■ Consigne 1
Pouvez-vous reproduire à l'identique le passage du texte sur le fichier Eloi, depuis « Cet instrument voit » jusqu'à « par le gouvernement. » inclus ?
■ Consigne 2
Comment traduire en anglais cette phrase du texte sur le fichier Eloi : « Si l'étranger est assigné à résidence, l'identité et l'adresse de l'hébergeant figureront dans le fichier. » ?

■ Texte source
--------

Le décret, en date du 26 décembre et paru dimanche au Journal officiel, crée un fichier automatisé de "données à caractère personnel relatives aux étrangers faisant l'objet d'une mesure d'éloignement" pour permettre "le suivi et la mise en oeuvre" de ces mêmes mesures.
Cet instrument voit le jour alors que le gouvernement peine à atteindre ses objectifs en la matière: sur les 25.000 expulsions fixées pour 2007, 21.000 étaient effectives fin novembre (500 de moins qu'en 2006 à pareille époque).
Baptisé Eloi -- comme éloignement --, ce fichier avait déjà été créé par un arrêté du ministère de l'Intérieur en juillet 2006. Mais à la suite d'un recours d'associations, le Conseil d'Etat l'avait annulé en mars 2007, estimant qu'un tel outil devait donner lieu à un décret et passer par la Commission nationale de l'informatique et des libertés. La Cnil, dans un avis du 24 mai 2007, a pris acte des garanties présentées par le gouvernement.
Dans sa nouvelle version, le fichier permettra toujours d'enregistrer une multitude de données sur un étranger expulsable: état-civil, identité des parents et des enfants, langues parlées, état de la procédure le concernant ou "nécessité d'une surveillance particulière au regard de l'ordre public."
Si l'étranger est assigné à résidence, l'identité et l'adresse de l'hébergeant figureront dans le fichier.
Toutefois, ces données devront être effacées "au plus tard trois mois" après la fin de l'assignation, un délai plus court que dans le projet initial.
Par ailleurs, le décret ne fait plus mention de l'enregistrement des données relatives aux visiteurs d'une personne placée en rétention administrative, l'une des mesures les plus critiquées à l'époque par les associations.

--------

■ Extraits de données
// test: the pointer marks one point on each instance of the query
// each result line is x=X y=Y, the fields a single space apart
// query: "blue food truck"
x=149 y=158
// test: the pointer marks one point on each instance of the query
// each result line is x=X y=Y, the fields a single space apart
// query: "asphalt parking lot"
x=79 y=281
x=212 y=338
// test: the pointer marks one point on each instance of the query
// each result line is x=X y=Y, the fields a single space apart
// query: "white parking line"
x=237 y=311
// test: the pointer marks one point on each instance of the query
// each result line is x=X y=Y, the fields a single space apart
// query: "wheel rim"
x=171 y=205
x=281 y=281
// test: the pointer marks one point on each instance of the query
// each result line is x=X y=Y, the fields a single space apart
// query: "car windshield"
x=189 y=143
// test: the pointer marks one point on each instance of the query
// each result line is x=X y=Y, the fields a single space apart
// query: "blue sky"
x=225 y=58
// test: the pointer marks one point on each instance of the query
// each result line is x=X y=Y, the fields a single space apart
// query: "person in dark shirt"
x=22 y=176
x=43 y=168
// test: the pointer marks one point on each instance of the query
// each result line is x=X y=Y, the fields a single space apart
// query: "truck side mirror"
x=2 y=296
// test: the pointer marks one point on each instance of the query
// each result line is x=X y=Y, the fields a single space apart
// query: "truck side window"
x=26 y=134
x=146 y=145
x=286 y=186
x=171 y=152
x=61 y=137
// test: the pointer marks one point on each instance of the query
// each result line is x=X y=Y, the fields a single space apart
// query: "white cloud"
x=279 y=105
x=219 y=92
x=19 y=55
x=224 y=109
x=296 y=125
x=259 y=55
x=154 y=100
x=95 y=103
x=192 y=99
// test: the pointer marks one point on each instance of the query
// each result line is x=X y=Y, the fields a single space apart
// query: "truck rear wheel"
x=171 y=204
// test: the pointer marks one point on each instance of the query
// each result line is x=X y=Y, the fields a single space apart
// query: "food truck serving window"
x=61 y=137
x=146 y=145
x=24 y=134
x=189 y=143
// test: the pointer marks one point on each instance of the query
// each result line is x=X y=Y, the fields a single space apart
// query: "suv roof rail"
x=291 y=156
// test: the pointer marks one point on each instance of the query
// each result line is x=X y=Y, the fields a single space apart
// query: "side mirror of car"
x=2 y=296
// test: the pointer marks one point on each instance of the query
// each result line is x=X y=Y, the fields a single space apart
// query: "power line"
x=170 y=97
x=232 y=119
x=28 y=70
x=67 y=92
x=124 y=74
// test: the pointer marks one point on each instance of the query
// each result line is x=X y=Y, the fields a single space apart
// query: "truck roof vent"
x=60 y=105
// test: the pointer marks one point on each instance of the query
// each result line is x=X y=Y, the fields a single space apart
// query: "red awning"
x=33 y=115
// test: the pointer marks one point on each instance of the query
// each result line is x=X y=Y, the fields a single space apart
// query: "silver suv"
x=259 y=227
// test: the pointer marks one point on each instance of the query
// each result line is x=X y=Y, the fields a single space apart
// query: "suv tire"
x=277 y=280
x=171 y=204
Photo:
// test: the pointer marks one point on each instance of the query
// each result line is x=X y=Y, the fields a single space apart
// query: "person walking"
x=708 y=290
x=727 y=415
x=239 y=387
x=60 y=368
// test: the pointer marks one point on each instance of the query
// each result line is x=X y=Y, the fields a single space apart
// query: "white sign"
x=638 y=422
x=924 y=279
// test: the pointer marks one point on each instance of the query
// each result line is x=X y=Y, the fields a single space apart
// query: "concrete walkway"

--------

■ Réponse 1
Cet instrument voit le jour alors que le gouvernement peine à atteindre ses objectifs en la matière: sur les 25.000 expulsions fixées pour 2007, 21.000 étaient effectives fin novembre (500 de moins qu'en 2006 à pareille époque).
Baptisé Eloi -- comme éloignement --, ce fichier avait déjà été créé par un arrêté du ministère de l'Intérieur en juillet 2006. Mais à la suite d'un recours d'associations, le Conseil d'Etat l'avait annulé en mars 2007, estimant qu'un tel outil devait donner lieu à un décret et passer par la Commission nationale de l'informatique et des libertés. La Cnil, dans un avis du 24 mai 2007, a pris acte des garanties présentées par le gouvernement.

■ Réponse 2
If the foreign national is placed under house arrest, the identity and address of the person providing accommodation will be recorded in the file.